*** Opening Extracted data ***

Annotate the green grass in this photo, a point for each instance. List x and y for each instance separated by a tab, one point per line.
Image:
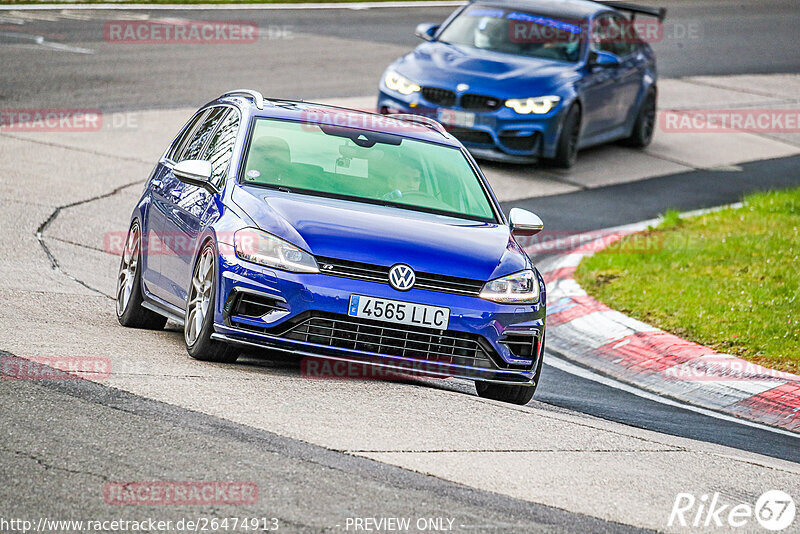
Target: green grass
56	4
729	279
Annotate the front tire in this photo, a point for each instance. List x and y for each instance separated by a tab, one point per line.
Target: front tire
510	393
645	124
567	146
130	311
198	324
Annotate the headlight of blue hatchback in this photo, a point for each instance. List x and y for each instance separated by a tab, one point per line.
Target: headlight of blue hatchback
517	288
266	249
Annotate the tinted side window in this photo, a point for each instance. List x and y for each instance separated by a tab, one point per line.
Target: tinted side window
627	42
202	134
615	34
185	135
221	148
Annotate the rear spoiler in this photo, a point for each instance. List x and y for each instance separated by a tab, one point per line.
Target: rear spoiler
657	12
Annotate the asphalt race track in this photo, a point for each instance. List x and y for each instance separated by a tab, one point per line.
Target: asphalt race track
581	457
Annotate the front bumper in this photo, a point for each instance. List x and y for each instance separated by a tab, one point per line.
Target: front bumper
310	319
500	135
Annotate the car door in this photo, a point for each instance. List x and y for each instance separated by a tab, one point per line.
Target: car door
192	207
159	205
630	73
607	89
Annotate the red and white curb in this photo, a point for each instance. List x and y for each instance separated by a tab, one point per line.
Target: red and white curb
585	331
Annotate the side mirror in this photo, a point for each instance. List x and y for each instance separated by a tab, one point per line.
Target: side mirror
195	172
524	223
426	31
599	58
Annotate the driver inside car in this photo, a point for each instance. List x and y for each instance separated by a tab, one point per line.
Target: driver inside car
405	179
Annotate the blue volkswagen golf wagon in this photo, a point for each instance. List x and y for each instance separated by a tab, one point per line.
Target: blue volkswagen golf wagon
335	234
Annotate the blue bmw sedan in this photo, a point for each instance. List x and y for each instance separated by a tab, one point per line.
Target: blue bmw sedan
520	80
337	235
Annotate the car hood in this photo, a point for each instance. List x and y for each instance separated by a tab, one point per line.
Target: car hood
383	235
493	73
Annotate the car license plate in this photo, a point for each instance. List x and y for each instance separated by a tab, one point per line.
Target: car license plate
395	311
453	117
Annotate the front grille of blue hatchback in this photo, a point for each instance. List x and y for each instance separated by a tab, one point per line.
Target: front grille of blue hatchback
436	346
380	274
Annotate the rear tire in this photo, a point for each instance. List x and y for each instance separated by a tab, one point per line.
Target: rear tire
645	124
510	393
567	146
129	308
198	324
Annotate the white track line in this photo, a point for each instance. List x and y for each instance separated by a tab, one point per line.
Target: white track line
237	7
41	41
564	365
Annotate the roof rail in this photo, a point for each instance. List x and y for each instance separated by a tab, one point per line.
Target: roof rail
257	97
658	12
420	119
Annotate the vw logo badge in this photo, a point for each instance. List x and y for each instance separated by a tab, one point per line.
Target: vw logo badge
402	277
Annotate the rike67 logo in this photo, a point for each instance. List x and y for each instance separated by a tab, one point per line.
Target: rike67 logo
774	510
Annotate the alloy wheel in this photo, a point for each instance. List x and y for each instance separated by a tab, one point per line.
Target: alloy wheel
199	296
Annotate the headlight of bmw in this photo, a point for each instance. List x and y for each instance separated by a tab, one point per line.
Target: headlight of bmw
399	83
517	288
266	249
538	105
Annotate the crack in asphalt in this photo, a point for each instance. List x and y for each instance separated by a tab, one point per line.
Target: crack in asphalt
47	222
48	466
78	149
358	467
434	451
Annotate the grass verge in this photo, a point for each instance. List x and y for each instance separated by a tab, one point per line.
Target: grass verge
179	2
729	280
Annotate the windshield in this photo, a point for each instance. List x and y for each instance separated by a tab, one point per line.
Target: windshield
360	165
516	32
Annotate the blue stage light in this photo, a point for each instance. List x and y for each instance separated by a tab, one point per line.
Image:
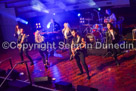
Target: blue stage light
99	9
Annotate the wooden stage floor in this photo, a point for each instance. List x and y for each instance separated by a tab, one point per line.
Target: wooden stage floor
105	75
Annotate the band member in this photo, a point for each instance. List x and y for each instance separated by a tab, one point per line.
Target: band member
67	35
53	26
77	48
40	39
22	38
54	33
112	38
111	18
17	32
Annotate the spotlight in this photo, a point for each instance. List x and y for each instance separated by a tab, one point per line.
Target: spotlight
21	20
79	15
54	13
99	9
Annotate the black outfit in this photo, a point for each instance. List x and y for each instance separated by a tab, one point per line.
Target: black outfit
54	27
23	50
109	39
80	55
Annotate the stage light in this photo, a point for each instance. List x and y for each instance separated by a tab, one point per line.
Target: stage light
39	6
21	20
54	13
92	3
78	14
99	9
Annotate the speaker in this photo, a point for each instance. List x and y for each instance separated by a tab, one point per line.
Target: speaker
14	75
42	80
85	88
2	72
65	86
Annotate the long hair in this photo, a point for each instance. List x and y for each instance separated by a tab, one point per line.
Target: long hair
111	26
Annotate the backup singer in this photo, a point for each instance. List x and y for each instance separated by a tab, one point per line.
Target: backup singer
78	52
22	38
111	18
17	31
67	35
40	39
112	38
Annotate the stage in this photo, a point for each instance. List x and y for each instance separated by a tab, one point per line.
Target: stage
105	74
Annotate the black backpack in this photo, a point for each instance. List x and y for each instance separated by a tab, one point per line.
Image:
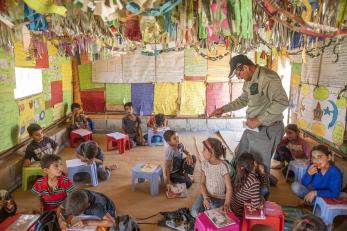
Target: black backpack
48	221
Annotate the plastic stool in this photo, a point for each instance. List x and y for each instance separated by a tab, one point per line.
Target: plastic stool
75	136
153	177
298	167
150	134
274	218
328	211
89	168
28	172
203	223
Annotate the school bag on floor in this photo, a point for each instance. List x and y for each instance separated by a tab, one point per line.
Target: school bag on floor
48	221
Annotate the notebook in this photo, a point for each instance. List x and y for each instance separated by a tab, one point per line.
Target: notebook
176	191
24	222
219	218
82	132
254	213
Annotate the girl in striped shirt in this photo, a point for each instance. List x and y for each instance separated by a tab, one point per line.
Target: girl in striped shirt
246	186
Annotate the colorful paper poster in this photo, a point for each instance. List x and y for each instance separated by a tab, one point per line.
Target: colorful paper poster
56	92
193	96
138	68
108	70
21	58
85	77
9	121
322	113
236	91
93	100
7	80
219	69
26	115
116	95
142	98
334	65
194	64
66	73
166	98
217	95
170	67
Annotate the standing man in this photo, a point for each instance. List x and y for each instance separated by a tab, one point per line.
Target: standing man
266	99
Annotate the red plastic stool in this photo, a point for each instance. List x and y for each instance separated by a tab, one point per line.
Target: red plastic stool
80	134
203	223
274	218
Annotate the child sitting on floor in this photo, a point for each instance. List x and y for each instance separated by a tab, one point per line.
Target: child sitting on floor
246	186
291	147
131	126
8	206
177	168
215	180
90	152
309	222
53	188
321	179
40	146
91	203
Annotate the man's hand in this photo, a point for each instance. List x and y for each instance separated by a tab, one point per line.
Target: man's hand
310	196
253	123
217	113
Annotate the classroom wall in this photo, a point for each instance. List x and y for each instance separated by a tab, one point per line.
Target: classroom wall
44	108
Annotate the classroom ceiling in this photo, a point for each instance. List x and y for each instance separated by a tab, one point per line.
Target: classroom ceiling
118	26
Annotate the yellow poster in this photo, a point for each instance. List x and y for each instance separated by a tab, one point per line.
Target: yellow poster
22	59
165	98
193	98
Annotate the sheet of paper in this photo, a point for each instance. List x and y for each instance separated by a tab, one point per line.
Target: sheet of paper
85	77
142	98
334	73
170	67
117	94
166	98
194	64
218	70
236	91
56	92
193	96
217	95
74	163
108	70
138	68
93	100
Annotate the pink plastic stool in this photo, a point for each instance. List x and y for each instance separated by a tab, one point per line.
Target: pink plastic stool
203	223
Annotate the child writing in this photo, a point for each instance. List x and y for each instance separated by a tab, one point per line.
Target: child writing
131	126
215	181
90	203
90	152
40	146
246	186
177	168
321	179
53	188
291	147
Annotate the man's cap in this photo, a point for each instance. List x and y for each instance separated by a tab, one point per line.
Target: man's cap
237	61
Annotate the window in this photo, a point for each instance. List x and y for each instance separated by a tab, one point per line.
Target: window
28	82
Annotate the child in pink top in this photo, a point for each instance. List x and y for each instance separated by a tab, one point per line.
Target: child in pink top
291	147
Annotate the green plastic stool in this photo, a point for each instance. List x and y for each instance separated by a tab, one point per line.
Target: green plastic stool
28	172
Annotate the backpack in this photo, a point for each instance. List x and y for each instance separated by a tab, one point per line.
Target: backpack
48	221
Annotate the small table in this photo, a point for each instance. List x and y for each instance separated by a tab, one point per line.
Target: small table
153	177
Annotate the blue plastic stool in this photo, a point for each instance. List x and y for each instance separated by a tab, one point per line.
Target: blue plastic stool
153	177
151	134
88	168
328	211
298	168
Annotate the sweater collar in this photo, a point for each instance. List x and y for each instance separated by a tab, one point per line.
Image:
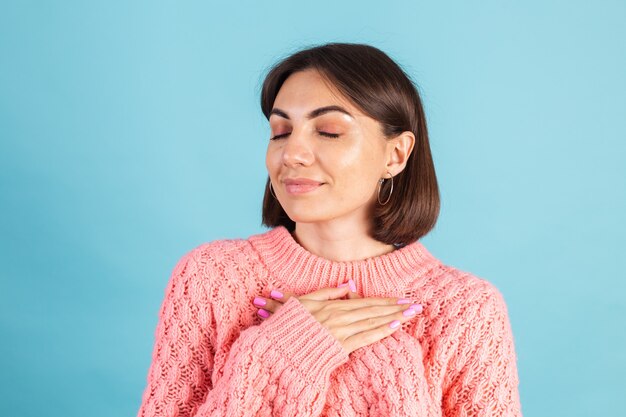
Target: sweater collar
300	271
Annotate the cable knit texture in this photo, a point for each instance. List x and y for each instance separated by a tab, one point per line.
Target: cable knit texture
214	356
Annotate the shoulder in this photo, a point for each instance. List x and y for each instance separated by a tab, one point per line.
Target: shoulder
209	258
225	262
468	287
456	301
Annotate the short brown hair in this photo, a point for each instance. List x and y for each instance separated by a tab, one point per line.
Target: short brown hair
382	90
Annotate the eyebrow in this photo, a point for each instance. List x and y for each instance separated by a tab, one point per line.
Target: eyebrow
313	114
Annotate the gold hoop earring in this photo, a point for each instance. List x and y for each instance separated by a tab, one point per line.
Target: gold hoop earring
272	191
380	183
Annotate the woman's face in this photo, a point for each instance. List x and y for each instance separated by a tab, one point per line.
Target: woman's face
317	177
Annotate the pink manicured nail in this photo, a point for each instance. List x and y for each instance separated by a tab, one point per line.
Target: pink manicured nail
417	307
276	294
258	301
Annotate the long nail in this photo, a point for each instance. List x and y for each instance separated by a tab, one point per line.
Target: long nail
417	307
276	294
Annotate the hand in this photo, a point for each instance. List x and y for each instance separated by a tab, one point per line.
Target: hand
355	322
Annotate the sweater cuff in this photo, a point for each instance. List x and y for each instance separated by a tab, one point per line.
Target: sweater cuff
304	341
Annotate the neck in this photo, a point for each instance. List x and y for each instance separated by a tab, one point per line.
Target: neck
339	242
296	269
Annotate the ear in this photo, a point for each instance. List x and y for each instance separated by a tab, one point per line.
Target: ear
398	150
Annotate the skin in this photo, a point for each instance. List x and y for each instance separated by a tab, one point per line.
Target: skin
333	221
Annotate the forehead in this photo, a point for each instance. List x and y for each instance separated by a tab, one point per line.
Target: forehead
306	90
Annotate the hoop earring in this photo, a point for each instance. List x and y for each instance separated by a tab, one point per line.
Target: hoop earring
272	191
380	183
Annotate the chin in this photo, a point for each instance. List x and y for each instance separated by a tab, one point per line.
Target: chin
310	215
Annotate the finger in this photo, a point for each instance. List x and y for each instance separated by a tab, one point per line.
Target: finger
372	316
324	294
360	302
387	326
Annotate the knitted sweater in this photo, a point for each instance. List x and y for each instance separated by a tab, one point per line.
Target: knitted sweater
214	356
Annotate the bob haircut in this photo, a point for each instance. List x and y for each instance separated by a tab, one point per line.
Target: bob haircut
376	85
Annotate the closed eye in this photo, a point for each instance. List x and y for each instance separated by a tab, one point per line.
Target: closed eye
329	135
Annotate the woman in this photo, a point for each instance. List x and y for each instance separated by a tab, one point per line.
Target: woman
338	309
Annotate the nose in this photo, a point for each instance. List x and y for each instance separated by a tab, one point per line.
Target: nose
297	149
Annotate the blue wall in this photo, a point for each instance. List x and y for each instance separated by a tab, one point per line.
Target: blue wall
130	132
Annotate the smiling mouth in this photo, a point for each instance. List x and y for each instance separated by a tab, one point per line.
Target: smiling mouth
296	188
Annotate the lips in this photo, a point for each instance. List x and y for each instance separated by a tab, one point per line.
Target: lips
301	185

*** Closing Extracted data ***

Problem statement —
Retype the entries above exactly, starting at their first line and ending with the line that holds "Annotate the front bumper"; pictures stay out.

Solved exercise —
Annotate the green grass in this photo, a point for each instance. List x and y for each instance separated by a tab, one point per line.
Image:
Target: green grass
56	4
729	279
Annotate the front tire in this photo, a point for each instance. List x and y for each instance separated by a tab, one point per line.
Target: front tire
510	393
645	124
567	146
130	311
198	324
Annotate the headlight of blue hatchback in this photo, a point for each instance. List x and y for each instance separated by a tab, one point per line.
Target: headlight of blue hatchback
517	288
266	249
Annotate the tinted side window in this photo, a point for each instance. List x and y for each instance separated by a tab, one point per line.
Target: tinted side window
627	42
202	134
615	34
185	135
221	148
Annotate the rear spoiler in this photo, a point for each instance. List x and y for each instance separated by a tab, one point per line.
Target: rear spoiler
657	12
Annotate the asphalt race track in this photo, a point for each instance. List x and y for each instance separated by a tab, one point per line.
Target: asphalt race track
581	457
Annotate the front bumper in this photo, a point for each instance. List x and y for each instance separated by a tab, one point per line.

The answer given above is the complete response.